Sumber:
================================

Mohon tunggu...
Ramlan Effendi
Ramlan Effendi Mohon Tunggu... Guru yang belajar menulis

berbagi dan mencari ilmu

Selanjutnya

Tutup

Sosbud

Ketika Barang rusak, Perusahaan jadi Maju

3 Oktober 2025   15:06 Diperbarui: 3 Oktober 2025   14:02 10
+
Laporkan Konten
Laporkan Akun
Kompasiana adalah platform blog. Konten ini menjadi tanggung jawab bloger dan tidak mewakili pandangan redaksi Kompas.
Lihat foto
Sosbud. Sumber ilustrasi: KOMPAS.com/Pesona Indonesia

Kabarnya, di sebuah pemadam kebakaran kecil di Livermore, California, ada lampu yang sudah menyala sejak 1901. Usianya sudah lebih dari 120 tahun, dan yang menakjubkan-lampu itu masih hidup, masih menyala dengan tenang, sambil menertawakan cucu-cucu lampu LED yang sekarang mati baru 1 tahun dipakai. Nama lampu itu: Centennial Light.

Kalau dipersonifikasikan, mungkin lampu ini sedang nyinyir sambil berkata:

"Heh, kalian ini lampu generasi instan. Belum juga menikah sudah padam. Aku ini sudah melewati dua perang dunia, beberapa kali krisis ekonomi, jatuh bangunnya Hollywood, dan tetap setia menyala. Kalian baru dipasang di kamar kos, 1 tahun sudah ngedip-ngedip kayak mahasiswa telat bayar UKT."

Nah, ini yang menarik. Kalau bisa dibuat lampu yang tahan seabad, kenapa sekarang lampu yang kita beli di toko mati dalam hitungan tahun, bahkan bulan? Inilah yang disebut teori planned obsolescence alias "keusangan terencana".

Kartel Lampu yang Bikin Dunia Jadi Tukang Belanja

Pada tahun 1924, perusahaan-perusahaan lampu besar dunia bikin kelompok bernama Phoebus Cartel. Kabarnya mMereka sepakat bahwa lampu tidak boleh bertahan lebih dari 1.000 jam. Kok bisa begitu? Ya karena kalau lampu awet, perusahaan rugi. Karena tidak ada yang beli lampu lagi, Kalau lampu gampang rusak, perusahaan dapat pembeli setia.

================================

Petunjuk:
A. Tuliskan kembali tanpa perubahan bagian artikel tentang lampu dan keusangan terencana, mulai dari "Pada tahun 1924, perusahaan-perusahaan" sampai "dapat pembeli setia.".
B. Menurut artikel tentang lampu dan keusangan terencana, sejak tahun berapa Centennial Light menyala?
C. Teruskan artikel tentang lampu dan keusangan terencana mulai setelah kalimat terakhir yang tercantum.

Materi Terkumpul:
================================

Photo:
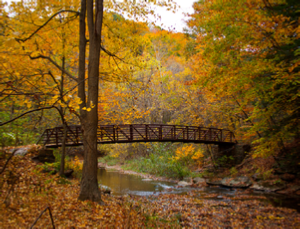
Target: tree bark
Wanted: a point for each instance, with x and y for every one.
(89, 189)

================================

Jawaban Tiap Tugas:
A.
Pada tahun 1924, perusahaan-perusahaan lampu besar dunia bikin kelompok bernama Phoebus Cartel. Kabarnya mMereka sepakat bahwa lampu tidak boleh bertahan lebih dari 1.000 jam. Kok bisa begitu? Ya karena kalau lampu awet, perusahaan rugi. Karena tidak ada yang beli lampu lagi, Kalau lampu gampang rusak, perusahaan dapat pembeli setia.

B. Centennial Light sudah menyala sejak tahun 1901.

C.
Bayangkan, orang sengaja bikin barang gampang mati supaya bisnisnya panjang umur. Ironi kan? Barang yang awet bikin perusahaan bangkrut, barang yang cepat rusak bikin perusahaan kaya raya. Itu sama seperti tabib yang doanya bukan "semoga pasien cepat sembuh," tapi "semoga pasien batuknya jangan kelar-kelar, biar balik lagi beli obat."

Kalau Anda pikir hanya lampu yang diperlakukan begini, wah Anda polos sekali. Gadget yang kita pakai sekarang ini pun banyak "sakit bawaan pabrik".

Coba lihat HP Anda. Baterainya sudah mulai kembung, ngedrop, gampang mati padahal baru dipakai dua tahun. Lalu saat anda cari di toko: "Mas, ada baterai pengganti nggak?" Dijawab, "Waduh, baterai model ini sudah tidak diproduksi, mending beli HP baru saja, Pak." Padahal teknologi baterai modular-yang bisa diganti kapan saja-itu sudah ada. Cuma kalau semua orang bisa ganti baterai dengan mudah, perusahaan nanti makan apa? Lha wong jualan HP itu kayak jualan gorengan, kalau bisa habis tiap sore, ya habis tiap sore.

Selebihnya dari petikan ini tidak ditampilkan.